● Collection entries
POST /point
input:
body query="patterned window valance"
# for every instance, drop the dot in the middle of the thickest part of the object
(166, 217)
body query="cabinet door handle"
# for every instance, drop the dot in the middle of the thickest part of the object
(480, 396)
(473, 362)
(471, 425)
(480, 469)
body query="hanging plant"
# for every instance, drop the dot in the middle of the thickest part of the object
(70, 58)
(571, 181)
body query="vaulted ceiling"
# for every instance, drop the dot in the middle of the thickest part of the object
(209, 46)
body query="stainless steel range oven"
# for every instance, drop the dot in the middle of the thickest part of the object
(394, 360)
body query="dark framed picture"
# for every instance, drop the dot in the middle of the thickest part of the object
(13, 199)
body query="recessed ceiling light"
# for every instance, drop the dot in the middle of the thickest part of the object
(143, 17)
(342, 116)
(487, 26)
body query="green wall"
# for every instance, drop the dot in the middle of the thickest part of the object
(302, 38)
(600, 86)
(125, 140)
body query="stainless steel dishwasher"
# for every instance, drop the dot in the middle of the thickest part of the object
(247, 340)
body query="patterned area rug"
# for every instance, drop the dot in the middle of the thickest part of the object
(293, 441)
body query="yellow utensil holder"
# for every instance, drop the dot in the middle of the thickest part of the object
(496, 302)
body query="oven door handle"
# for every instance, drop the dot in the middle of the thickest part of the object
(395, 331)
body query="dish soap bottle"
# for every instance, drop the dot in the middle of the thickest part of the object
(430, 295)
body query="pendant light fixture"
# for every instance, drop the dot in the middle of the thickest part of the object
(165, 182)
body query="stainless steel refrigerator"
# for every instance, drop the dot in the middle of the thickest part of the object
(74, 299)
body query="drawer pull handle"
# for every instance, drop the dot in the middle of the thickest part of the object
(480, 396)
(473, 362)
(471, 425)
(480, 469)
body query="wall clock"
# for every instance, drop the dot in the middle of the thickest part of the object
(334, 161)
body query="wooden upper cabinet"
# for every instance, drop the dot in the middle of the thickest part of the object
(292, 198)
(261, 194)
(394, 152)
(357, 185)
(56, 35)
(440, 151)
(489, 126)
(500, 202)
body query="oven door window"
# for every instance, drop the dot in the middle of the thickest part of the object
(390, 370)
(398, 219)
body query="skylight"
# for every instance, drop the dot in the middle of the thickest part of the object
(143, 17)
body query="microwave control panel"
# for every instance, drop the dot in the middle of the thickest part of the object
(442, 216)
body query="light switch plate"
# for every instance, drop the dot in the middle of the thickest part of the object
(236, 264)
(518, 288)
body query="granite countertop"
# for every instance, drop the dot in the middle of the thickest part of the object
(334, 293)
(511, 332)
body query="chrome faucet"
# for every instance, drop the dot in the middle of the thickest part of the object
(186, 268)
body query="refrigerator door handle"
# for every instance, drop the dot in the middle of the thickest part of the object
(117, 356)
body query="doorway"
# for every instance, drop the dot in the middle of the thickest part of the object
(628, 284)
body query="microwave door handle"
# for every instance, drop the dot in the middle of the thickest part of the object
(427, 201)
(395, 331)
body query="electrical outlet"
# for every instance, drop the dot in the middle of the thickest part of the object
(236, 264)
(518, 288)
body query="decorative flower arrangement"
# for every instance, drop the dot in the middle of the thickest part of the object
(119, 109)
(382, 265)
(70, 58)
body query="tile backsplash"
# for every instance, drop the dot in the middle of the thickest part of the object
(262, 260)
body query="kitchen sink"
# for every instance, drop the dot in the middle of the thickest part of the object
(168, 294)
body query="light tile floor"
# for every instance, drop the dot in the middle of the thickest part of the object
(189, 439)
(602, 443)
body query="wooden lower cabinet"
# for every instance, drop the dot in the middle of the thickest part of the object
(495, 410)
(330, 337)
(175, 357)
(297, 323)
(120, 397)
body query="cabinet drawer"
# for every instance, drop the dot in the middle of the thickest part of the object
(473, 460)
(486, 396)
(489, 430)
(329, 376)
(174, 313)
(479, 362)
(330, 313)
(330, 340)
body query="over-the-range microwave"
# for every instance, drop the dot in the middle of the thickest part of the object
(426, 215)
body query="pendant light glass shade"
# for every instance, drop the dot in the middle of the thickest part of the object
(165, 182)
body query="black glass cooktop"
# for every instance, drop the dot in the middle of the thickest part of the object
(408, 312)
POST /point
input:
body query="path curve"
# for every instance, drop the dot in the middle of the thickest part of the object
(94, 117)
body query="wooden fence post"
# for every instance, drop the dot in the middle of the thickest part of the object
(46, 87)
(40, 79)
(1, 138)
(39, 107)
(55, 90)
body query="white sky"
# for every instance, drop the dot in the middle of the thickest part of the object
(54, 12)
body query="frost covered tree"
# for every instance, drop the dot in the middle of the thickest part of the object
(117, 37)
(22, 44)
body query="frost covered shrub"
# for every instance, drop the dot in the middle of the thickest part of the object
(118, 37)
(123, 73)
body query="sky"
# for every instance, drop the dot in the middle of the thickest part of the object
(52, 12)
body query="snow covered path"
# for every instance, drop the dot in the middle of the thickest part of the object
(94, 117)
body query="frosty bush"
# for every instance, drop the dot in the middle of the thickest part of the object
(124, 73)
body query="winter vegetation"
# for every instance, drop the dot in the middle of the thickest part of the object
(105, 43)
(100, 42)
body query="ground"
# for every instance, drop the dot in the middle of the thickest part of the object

● EXERCISE REQUIREMENTS
Make an exact copy of every entry.

● REPLY
POST /point
input:
body query="patterned window valance"
# for every instance, drop the dot in the middle of the thickest part of the object
(166, 217)
body query="cabinet door handle"
# for every instance, drop the dot in the middle of the thickest part of the object
(480, 396)
(473, 362)
(471, 425)
(480, 469)
body query="hanging plant"
# for every instance, drop the dot in the middle of the thickest part of the object
(70, 58)
(571, 181)
body query="vaulted ceiling"
# for every instance, drop the dot in the middle of the thickest part of the object
(209, 46)
body query="stainless steel range oven"
# for every instance, drop the dot in the middle of the thickest part of the object
(394, 360)
body query="dark framed picture"
# for every instance, drop the dot in the middle of the thickest part of the object
(13, 199)
body query="recessed ceiling light"
# for every instance, drop the dot in the middle of the thickest part of the object
(143, 17)
(342, 116)
(487, 26)
body query="green wall"
# for every instance, drop the dot in the middle of the thickest part of the object
(302, 38)
(600, 86)
(125, 140)
body query="stainless steel dishwasher"
# for every instance, drop the dot in the middle of the thickest part of the object
(247, 340)
body query="patterned area rug"
# for every instance, drop the dot in the middle of the thickest part of the object
(293, 441)
body query="yellow utensil holder"
# for every instance, drop the dot in the middle of the thickest part of the object
(496, 302)
body query="oven door handle"
# for every instance, drop the dot in the middle of the thickest part of the object
(395, 331)
body query="dish soap bottle"
# for every instance, drop the dot in the middle of the thickest part of the object
(430, 295)
body query="pendant light fixture"
# for every instance, drop the dot in the middle of the thickest part of the object
(165, 182)
body query="stainless steel refrigerator"
# for every instance, drop the dot in the middle of the thickest part of the object
(74, 299)
body query="drawer pull handle"
# for every instance, drop the dot in the middle of the thickest part of the object
(480, 396)
(473, 362)
(471, 425)
(480, 469)
body query="wall clock"
# for every instance, drop the dot in the middle of the thickest part of the object
(334, 161)
body query="wooden upper cabinet"
# for every instance, drop the dot in the middle of the thickest part of the object
(292, 198)
(261, 194)
(394, 152)
(357, 185)
(56, 35)
(440, 151)
(489, 126)
(500, 202)
body query="oven door window"
# for every instance, drop the dot in the middle of the thickest part of the object
(390, 370)
(398, 219)
body query="skylight"
# for every instance, drop the dot in the middle of the thickest part of the object
(143, 17)
body query="microwave control panel"
# for every instance, drop the dot in the middle of the thickest part of the object
(442, 216)
body query="light switch plate"
# for every instance, drop the dot in the middle of the thickest part of the object
(236, 264)
(518, 288)
body query="granite countertop"
# for every instance, drop the dot in the middle of the thickest part of the object
(334, 293)
(511, 332)
body query="chrome faucet"
# for every instance, drop the dot in the middle of the thickest part of the object
(186, 268)
body query="refrigerator door handle"
# for every instance, drop the dot in the middle of the thickest part of the object
(117, 356)
body query="doorway"
# for every instance, drop the dot in the middle of the thickest part of the object
(628, 284)
body query="microwave door handle"
# for every instance, drop the dot in the middle of the thickest part of the object
(427, 201)
(395, 331)
body query="electrical outlet"
# for every instance, drop the dot in the middle of the thickest part of the object
(236, 264)
(518, 288)
body query="decorative flower arrangement"
# for every instance, drop the dot in the middle of the thickest part of the object
(119, 109)
(382, 265)
(70, 58)
body query="tile backsplash"
# for every instance, drop the dot in the middle of the thickest part of the object
(262, 260)
body query="kitchen sink"
# for every instance, drop the dot in the middle of the thickest part of the object
(168, 294)
body query="light tile floor"
# for every instance, drop the dot in the middle of the thickest part of the object
(189, 439)
(602, 443)
body query="wooden lower cabinet"
# for every instance, drop the dot in the middle of the thickest part of the object
(495, 410)
(330, 337)
(175, 357)
(297, 323)
(120, 397)
body query="cabinet drawer"
# for every instance, drop the dot in the middle of the thickest part of the object
(473, 460)
(486, 396)
(489, 430)
(329, 376)
(174, 313)
(479, 362)
(330, 313)
(330, 340)
body query="over-the-range microwave"
# for every instance, drop the dot in the middle of the thickest part of the object
(426, 215)
body query="pendant light glass shade"
# for every instance, drop the dot in the middle of the thickest part of the object
(165, 182)
body query="black glass cooktop"
# for every instance, drop the dot in the middle of the thickest part of the object
(408, 312)
POST /point
input:
body query="path curve"
# for every instance, drop the dot in the middle of the thickest part of the object
(94, 117)
body query="wooden fence post"
# for every instance, drop the dot in the middle of the thickest part of the object
(46, 87)
(40, 79)
(1, 138)
(39, 107)
(55, 90)
body query="white sky"
# for every instance, drop the dot in the middle of the thickest part of the object
(54, 12)
body query="frost covered tree"
# for every instance, drop the dot in the middle of the thickest part of the object
(117, 37)
(22, 44)
body query="frost covered shrub"
# for every instance, drop the dot in the middle of the thickest part of the object
(118, 37)
(123, 73)
body query="sky"
# for every instance, drop the dot in the middle of the thickest part of the object
(52, 12)
body query="snow covered path"
# for every instance, drop the dot in the middle of the thickest part of the object
(94, 117)
body query="frosty bush"
# for every instance, drop the dot in the middle of the thickest part of the object
(124, 73)
body query="winter vegetation"
# for every instance, drop the dot in the middle of the thickest part of the object
(105, 43)
(100, 42)
body query="ground"
# for every instance, drop the dot in the middle of the thickest part of the object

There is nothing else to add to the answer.